▸ YOUR TASK:
Count how many lines in the rows below contain the word "bounding". Give only the number.

— Begin DATASET —

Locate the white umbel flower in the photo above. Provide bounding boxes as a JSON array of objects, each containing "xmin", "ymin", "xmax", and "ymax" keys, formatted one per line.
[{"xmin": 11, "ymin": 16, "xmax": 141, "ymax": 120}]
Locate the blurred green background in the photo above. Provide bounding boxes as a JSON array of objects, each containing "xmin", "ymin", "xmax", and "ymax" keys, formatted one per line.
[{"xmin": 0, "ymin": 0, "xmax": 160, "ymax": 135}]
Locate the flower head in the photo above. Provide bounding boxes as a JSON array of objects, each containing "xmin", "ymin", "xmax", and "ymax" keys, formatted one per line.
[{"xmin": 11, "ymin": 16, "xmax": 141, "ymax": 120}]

— End DATASET —
— Begin DATASET —

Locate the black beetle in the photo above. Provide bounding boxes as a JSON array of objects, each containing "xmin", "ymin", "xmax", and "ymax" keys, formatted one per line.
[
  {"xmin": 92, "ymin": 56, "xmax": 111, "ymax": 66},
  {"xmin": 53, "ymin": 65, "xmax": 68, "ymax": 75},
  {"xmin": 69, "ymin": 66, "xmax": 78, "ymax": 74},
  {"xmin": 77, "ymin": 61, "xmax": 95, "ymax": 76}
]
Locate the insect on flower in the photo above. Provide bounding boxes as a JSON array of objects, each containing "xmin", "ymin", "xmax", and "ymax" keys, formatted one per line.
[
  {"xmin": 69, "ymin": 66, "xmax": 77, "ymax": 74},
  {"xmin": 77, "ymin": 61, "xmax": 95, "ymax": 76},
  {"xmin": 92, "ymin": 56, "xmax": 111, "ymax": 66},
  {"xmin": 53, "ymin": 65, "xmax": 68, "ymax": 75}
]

— End DATASET —

▸ ANSWER TO THE PROBLEM:
5